> _GOAL OF THE EXERCISE_: Print the line that has "Can you spot the golfer in" in it, then every remaining line of the data, exactly and without anything extra.

── RECORDS FOR THE EXERCISE ──

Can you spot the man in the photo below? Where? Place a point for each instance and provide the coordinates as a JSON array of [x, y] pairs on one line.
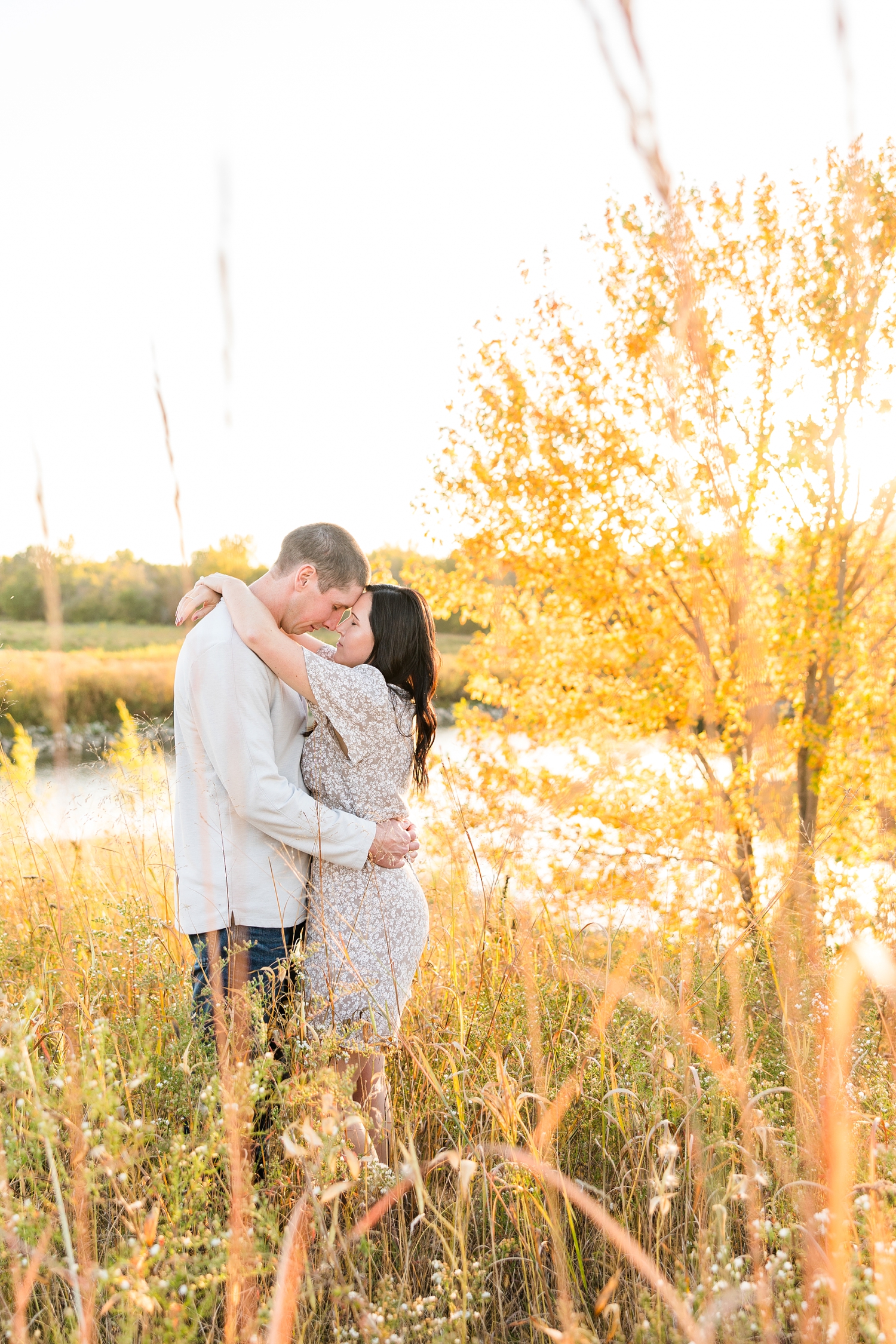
[[244, 823]]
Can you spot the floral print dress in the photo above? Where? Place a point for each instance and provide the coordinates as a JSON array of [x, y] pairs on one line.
[[366, 929]]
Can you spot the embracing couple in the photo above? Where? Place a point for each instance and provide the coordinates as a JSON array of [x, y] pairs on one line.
[[285, 832]]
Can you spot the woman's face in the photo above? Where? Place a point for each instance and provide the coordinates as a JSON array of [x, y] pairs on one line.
[[355, 636]]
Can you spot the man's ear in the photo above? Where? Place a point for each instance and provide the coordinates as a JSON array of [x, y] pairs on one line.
[[304, 576]]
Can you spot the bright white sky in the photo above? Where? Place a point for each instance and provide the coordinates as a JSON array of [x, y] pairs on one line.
[[390, 163]]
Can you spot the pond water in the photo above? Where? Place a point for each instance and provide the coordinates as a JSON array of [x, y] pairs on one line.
[[92, 797]]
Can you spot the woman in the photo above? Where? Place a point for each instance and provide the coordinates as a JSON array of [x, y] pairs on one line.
[[375, 728]]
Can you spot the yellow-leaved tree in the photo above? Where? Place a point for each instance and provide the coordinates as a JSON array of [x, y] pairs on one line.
[[670, 526]]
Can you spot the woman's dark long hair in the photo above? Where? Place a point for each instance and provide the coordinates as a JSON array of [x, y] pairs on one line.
[[405, 652]]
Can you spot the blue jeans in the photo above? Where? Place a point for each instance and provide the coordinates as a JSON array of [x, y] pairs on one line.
[[247, 953]]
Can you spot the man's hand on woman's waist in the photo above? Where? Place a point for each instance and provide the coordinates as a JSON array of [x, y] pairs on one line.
[[394, 843]]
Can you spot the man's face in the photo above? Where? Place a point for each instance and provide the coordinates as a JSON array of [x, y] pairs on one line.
[[308, 609]]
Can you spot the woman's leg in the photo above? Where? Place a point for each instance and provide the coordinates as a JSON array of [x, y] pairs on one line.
[[371, 1094]]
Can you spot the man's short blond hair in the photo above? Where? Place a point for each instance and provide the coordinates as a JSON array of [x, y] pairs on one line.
[[335, 554]]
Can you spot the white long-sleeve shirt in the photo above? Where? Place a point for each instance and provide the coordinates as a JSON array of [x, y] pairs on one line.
[[244, 821]]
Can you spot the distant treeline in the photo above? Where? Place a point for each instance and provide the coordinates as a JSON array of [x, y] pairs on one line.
[[127, 589]]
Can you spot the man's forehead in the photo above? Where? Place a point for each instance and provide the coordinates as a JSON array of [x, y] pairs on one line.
[[344, 597]]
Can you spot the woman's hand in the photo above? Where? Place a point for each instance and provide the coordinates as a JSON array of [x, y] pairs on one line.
[[201, 600]]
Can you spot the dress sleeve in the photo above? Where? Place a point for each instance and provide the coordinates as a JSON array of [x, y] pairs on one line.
[[357, 701]]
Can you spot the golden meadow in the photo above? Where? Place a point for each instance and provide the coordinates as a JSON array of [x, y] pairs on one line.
[[645, 1084]]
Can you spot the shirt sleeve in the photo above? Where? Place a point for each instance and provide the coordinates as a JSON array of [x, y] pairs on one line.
[[230, 699], [357, 701]]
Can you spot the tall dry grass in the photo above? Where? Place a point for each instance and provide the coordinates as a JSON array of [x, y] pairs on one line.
[[601, 1133], [90, 682]]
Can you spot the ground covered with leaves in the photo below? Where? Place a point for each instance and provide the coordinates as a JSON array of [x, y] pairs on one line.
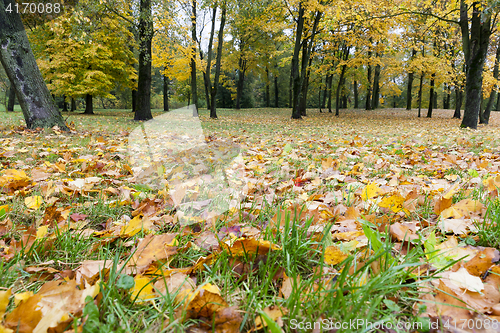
[[370, 221]]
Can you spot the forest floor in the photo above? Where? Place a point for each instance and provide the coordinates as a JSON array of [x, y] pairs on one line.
[[374, 219]]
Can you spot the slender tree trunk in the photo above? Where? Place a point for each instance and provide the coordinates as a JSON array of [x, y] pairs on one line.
[[295, 63], [166, 80], [493, 94], [89, 107], [356, 96], [12, 98], [143, 98], [194, 89], [17, 58], [325, 91], [330, 84], [268, 88], [376, 87], [458, 103], [276, 91], [208, 69], [431, 96], [369, 84], [420, 94], [65, 104], [475, 47], [220, 41], [241, 81], [410, 82]]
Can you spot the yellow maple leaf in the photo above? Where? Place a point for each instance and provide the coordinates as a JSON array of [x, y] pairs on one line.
[[371, 191], [333, 255], [33, 202]]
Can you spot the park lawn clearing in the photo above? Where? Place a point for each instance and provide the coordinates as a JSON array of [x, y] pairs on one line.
[[377, 218]]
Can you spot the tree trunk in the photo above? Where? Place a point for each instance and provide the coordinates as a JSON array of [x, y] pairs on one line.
[[276, 91], [330, 84], [143, 98], [420, 94], [356, 96], [369, 85], [89, 107], [268, 88], [376, 87], [493, 94], [165, 93], [38, 107], [475, 46], [410, 83], [194, 91], [241, 80], [431, 96], [295, 63], [65, 104], [12, 98], [458, 103], [220, 41]]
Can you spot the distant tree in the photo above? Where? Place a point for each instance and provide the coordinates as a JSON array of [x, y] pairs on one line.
[[17, 58]]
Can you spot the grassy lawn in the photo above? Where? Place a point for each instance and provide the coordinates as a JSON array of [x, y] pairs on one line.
[[355, 220]]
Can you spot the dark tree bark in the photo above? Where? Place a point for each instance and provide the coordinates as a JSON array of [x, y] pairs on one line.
[[431, 96], [276, 91], [420, 94], [493, 94], [242, 68], [12, 98], [330, 84], [65, 104], [299, 78], [356, 96], [295, 77], [220, 37], [38, 107], [369, 84], [166, 81], [410, 83], [89, 106], [194, 90], [458, 103], [345, 56], [475, 46], [376, 87], [268, 88], [143, 98]]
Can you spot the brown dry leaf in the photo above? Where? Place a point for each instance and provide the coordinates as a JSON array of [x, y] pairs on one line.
[[153, 248], [402, 232], [25, 317], [334, 256], [177, 283], [249, 246], [482, 261], [4, 301], [205, 302], [136, 225], [90, 269], [442, 204], [462, 208], [143, 289], [274, 312]]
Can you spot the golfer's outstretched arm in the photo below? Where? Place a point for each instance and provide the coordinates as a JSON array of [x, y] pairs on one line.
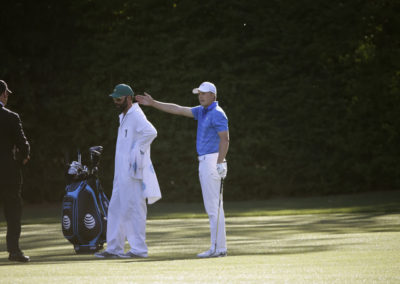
[[147, 100]]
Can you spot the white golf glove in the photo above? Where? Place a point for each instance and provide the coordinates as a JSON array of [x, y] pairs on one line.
[[222, 169]]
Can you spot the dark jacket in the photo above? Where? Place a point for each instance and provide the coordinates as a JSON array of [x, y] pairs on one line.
[[14, 147]]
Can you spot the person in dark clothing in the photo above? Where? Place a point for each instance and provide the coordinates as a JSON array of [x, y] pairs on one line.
[[14, 153]]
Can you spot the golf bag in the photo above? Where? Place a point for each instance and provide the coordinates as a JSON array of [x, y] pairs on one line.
[[84, 206]]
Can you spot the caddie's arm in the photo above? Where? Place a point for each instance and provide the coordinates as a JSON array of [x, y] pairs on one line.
[[147, 100], [223, 146]]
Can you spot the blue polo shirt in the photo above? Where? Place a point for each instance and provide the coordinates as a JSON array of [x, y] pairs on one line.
[[210, 121]]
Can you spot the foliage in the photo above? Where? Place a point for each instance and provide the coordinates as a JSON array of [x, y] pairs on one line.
[[311, 89]]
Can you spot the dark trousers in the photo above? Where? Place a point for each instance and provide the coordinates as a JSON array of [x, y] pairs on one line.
[[12, 203]]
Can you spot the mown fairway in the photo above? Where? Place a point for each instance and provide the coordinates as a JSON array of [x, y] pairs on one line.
[[305, 248]]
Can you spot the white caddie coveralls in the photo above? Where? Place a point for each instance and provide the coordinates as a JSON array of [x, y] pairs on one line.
[[134, 181]]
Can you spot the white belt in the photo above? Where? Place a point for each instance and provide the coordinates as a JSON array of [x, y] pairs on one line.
[[204, 157]]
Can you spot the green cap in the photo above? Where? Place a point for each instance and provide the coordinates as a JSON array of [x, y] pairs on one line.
[[122, 90]]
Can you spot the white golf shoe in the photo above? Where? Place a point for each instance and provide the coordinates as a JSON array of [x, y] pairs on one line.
[[130, 254], [106, 254], [213, 253]]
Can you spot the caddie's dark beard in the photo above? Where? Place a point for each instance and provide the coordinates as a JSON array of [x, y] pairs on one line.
[[122, 107]]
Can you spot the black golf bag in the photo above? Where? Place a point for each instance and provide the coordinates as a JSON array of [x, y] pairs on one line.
[[84, 206]]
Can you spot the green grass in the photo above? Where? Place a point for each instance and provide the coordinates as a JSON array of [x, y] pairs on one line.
[[349, 241]]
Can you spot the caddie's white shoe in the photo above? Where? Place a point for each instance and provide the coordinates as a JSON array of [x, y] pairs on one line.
[[213, 253], [106, 254], [130, 254]]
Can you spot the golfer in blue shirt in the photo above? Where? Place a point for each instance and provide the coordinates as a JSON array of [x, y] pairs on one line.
[[212, 144]]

───

> _RESULT_:
Can you spot the golfer in blue shirt in the photo above? Where? Place a point for each instance and provide the coordinates as a JSON array of [x, y] pairs on one line.
[[212, 144]]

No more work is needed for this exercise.